Bitte schreiben Sie aus dem Textausschnitt die Passage von „Die Stadt hat“ bis „Bewohner und Gebäudeschäden.“ wortgetreu ab.

▶ [Textausschnitt]
========================================

Die Stadt hat bisher
700 000 Euro aufgewendet

„Die Arbeiten werden sicherlich noch einige Wochen dauern“, sagt Stadtsprecherin Martina Eckermann, „die Forschung zur Schadensursache läuft, es gibt verschiedene Gutachten und Berichte, die zusammengetragen werden.“ Im Fokus sei zudem ein geschädigtes Trinkwasserleitungsrohr, das von der Uni Bochum begutachtet werde. Ein Ergebnis dazu liegt laut Stadt noch nicht vor, aber: „Alle im betroffenen Straßenabschnitt noch vorhandenen Trinkwasser-Graugussleitungen wurden von den Wuppertaler Stadtwerken vorsorglich durch andere Materialien ersetzt.“

Die Stadt habe allein für die Arbeiten im Grund nebst THW und Sicherheitsdienst bislang an die 700 000 Euro aufgewendet, sagt Eckermann, nicht hinzu gerechnet die Verluste der Bewohner und Gebäudeschäden.

========================================

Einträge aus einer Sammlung
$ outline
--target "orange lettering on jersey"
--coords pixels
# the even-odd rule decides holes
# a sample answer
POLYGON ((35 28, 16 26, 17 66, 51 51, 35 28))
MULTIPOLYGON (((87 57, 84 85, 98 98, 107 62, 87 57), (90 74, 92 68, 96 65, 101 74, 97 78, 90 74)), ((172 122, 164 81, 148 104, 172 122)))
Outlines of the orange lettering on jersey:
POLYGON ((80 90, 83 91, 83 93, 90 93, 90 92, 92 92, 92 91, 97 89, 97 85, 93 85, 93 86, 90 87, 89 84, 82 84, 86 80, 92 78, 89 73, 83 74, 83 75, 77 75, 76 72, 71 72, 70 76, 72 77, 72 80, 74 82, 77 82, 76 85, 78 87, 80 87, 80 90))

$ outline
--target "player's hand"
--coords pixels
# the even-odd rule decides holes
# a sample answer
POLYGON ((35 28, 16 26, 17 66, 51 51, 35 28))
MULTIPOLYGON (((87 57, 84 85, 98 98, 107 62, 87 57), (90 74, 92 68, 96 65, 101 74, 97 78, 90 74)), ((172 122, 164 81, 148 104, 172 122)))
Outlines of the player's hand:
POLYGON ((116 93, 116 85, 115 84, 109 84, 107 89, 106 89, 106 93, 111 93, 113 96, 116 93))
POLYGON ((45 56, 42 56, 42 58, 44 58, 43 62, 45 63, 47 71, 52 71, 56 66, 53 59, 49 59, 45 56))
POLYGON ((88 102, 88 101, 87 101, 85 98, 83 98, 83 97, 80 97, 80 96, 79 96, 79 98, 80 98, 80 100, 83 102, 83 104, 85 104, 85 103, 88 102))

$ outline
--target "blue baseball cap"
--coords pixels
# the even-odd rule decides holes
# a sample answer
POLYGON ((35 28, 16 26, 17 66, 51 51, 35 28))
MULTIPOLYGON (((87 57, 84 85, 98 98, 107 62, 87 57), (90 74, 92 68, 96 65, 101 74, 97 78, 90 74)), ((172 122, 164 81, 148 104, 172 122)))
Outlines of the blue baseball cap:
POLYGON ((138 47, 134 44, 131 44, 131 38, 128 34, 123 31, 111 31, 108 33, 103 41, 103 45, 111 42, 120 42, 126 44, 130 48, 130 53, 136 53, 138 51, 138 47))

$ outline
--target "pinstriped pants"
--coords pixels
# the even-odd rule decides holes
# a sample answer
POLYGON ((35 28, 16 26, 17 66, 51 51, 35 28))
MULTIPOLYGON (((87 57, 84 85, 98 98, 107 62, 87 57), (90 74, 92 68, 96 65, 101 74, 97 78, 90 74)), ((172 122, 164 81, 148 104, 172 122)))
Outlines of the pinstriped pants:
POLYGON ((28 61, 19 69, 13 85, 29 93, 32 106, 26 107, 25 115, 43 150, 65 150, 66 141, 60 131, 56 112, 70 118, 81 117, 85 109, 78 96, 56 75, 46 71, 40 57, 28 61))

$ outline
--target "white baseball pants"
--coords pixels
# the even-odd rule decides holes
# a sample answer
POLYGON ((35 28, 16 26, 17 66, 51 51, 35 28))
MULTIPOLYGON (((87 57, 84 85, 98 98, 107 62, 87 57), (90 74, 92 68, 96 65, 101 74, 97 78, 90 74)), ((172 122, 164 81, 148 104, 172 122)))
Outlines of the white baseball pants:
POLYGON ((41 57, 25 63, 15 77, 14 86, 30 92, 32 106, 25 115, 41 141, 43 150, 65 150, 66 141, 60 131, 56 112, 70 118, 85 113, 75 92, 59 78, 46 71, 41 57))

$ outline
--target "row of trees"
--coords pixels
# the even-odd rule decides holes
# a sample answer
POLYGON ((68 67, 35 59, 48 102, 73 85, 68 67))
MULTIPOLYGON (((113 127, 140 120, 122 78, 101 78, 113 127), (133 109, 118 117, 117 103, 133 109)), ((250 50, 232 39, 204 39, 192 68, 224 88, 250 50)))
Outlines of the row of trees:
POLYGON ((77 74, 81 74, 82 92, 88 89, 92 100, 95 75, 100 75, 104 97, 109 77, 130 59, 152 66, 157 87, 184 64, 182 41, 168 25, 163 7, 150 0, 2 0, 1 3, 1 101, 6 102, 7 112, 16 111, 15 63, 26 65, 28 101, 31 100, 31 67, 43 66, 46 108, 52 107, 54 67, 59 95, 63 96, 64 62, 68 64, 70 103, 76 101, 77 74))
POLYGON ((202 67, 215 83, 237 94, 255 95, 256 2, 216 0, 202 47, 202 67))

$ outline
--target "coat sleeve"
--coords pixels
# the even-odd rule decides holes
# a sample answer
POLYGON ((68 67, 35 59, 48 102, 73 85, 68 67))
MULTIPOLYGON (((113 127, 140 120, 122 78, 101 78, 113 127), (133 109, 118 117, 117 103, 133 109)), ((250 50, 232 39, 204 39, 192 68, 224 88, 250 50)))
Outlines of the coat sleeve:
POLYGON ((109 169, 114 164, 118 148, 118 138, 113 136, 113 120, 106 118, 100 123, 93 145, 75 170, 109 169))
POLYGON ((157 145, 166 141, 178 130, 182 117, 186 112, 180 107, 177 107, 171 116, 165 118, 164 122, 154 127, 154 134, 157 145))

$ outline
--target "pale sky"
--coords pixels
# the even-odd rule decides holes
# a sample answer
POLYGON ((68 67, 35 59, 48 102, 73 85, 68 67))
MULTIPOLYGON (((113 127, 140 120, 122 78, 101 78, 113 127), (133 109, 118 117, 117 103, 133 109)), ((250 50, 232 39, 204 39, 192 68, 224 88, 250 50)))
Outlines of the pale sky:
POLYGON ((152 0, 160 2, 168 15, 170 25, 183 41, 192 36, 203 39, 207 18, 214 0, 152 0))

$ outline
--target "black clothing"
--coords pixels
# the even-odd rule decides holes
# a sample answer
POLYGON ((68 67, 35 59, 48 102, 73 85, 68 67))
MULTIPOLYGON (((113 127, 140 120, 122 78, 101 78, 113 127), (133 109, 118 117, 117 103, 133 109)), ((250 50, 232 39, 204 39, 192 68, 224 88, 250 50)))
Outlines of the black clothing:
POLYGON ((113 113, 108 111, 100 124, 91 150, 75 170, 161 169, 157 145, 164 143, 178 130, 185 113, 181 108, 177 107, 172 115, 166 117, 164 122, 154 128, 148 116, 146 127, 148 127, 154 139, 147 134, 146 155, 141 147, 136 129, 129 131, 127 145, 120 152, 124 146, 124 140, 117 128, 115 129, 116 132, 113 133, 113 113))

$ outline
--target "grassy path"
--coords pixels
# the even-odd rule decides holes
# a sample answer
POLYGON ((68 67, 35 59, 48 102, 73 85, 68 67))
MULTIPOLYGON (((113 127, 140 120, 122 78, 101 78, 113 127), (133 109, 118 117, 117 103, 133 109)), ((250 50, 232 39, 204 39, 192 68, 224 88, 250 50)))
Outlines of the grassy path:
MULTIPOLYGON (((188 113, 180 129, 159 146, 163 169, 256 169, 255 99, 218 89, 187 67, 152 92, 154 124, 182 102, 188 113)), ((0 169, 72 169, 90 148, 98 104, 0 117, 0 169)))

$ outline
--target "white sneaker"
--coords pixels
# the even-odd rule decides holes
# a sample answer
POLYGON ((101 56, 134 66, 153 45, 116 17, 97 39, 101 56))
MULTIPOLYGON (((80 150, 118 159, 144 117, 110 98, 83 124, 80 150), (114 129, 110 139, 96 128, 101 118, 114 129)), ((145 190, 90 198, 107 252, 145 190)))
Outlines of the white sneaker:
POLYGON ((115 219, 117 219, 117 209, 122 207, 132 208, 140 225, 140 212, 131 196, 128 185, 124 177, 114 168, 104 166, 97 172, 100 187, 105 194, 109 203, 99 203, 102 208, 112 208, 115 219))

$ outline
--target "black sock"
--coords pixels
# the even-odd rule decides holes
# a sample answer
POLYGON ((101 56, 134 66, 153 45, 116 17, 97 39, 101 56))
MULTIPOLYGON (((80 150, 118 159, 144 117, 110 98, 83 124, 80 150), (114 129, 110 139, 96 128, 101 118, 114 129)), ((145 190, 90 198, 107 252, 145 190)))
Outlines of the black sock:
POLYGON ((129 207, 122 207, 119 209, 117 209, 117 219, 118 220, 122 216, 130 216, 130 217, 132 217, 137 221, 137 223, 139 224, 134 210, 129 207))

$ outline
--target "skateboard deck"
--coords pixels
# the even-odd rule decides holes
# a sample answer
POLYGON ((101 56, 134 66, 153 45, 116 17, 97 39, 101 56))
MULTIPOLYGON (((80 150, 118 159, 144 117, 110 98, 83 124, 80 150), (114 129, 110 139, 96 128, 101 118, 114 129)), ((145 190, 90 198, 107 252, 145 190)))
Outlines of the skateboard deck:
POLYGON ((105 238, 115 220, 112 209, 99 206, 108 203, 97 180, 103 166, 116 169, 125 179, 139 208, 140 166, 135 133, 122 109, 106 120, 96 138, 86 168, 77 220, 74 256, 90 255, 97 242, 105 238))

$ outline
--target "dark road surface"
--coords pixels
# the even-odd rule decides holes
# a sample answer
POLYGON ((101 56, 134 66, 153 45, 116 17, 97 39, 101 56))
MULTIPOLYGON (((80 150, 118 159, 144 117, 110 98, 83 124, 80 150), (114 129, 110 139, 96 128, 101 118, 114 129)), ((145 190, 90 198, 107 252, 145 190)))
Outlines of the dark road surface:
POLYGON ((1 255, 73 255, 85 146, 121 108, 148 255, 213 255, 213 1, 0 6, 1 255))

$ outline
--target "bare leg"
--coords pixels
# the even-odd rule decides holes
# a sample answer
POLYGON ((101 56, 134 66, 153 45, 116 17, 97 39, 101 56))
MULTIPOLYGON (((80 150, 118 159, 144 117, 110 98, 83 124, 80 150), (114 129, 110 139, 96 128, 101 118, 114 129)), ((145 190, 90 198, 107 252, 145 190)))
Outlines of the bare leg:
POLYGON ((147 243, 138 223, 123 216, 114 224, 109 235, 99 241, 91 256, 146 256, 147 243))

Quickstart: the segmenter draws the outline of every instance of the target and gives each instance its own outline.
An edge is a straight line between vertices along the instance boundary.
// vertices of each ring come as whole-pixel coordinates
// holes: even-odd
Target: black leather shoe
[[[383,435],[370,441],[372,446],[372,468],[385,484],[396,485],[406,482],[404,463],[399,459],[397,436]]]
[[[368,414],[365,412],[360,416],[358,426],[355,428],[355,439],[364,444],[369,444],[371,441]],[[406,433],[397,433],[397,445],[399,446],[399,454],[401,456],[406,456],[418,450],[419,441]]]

========================================

▶ [Endergebnis]
Die Stadt hat bisher
700 000 Euro aufgewendet

„Die Arbeiten werden sicherlich noch einige Wochen dauern“, sagt Stadtsprecherin Martina Eckermann, „die Forschung zur Schadensursache läuft, es gibt verschiedene Gutachten und Berichte, die zusammengetragen werden.“ Im Fokus sei zudem ein geschädigtes Trinkwasserleitungsrohr, das von der Uni Bochum begutachtet werde. Ein Ergebnis dazu liegt laut Stadt noch nicht vor, aber: „Alle im betroffenen Straßenabschnitt noch vorhandenen Trinkwasser-Graugussleitungen wurden von den Wuppertaler Stadtwerken vorsorglich durch andere Materialien ersetzt.“

Die Stadt habe allein für die Arbeiten im Grund nebst THW und Sicherheitsdienst bislang an die 700 000 Euro aufgewendet, sagt Eckermann, nicht hinzu gerechnet die Verluste der Bewohner und Gebäudeschäden.